Task to complete
Return each line of the records below that contains the string "person", copied unchanged. Case counts when matching.

Material provided
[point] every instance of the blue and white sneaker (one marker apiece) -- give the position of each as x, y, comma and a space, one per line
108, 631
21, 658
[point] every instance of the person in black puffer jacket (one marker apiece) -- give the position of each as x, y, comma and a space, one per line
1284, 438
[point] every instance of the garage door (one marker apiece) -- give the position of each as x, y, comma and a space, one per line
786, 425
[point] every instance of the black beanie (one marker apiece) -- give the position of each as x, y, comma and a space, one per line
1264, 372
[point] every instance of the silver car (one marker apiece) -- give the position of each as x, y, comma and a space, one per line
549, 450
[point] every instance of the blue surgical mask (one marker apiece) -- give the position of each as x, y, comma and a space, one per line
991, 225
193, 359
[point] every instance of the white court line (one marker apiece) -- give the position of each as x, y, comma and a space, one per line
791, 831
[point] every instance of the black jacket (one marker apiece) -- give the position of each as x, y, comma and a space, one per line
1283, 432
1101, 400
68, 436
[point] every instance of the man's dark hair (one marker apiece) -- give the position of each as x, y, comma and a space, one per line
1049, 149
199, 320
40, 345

* * *

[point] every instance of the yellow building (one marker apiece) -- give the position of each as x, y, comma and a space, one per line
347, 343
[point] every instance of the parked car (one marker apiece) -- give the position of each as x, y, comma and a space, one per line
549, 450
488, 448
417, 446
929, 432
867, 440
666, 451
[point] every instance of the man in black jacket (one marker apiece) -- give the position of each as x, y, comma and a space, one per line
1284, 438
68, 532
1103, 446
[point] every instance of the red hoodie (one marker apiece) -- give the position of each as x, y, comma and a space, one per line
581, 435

==

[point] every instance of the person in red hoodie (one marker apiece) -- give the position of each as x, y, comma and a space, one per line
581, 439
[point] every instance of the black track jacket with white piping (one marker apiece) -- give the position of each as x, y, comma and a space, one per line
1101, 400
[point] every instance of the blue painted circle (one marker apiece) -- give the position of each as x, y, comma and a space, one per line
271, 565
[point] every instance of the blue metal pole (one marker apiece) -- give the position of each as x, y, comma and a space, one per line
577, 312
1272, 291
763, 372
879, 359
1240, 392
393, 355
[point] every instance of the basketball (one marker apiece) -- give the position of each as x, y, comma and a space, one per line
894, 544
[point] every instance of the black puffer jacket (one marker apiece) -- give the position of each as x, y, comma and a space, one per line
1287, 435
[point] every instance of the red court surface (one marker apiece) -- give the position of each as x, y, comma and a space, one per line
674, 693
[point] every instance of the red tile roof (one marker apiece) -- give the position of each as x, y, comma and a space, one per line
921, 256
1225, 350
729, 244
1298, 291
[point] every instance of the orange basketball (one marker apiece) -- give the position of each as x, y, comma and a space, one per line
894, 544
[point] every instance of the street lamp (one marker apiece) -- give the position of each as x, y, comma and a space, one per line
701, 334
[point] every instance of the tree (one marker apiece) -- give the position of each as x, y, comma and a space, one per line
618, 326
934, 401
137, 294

Complete output
[point] every instance of the person in black puffer jacket (one marker apiece) -- give the position of each as x, y, comma and a space, one per line
[point] every instance of the person in red hoodie (one marker apiece) -- give the position of each as x, y, comma and a space, one per line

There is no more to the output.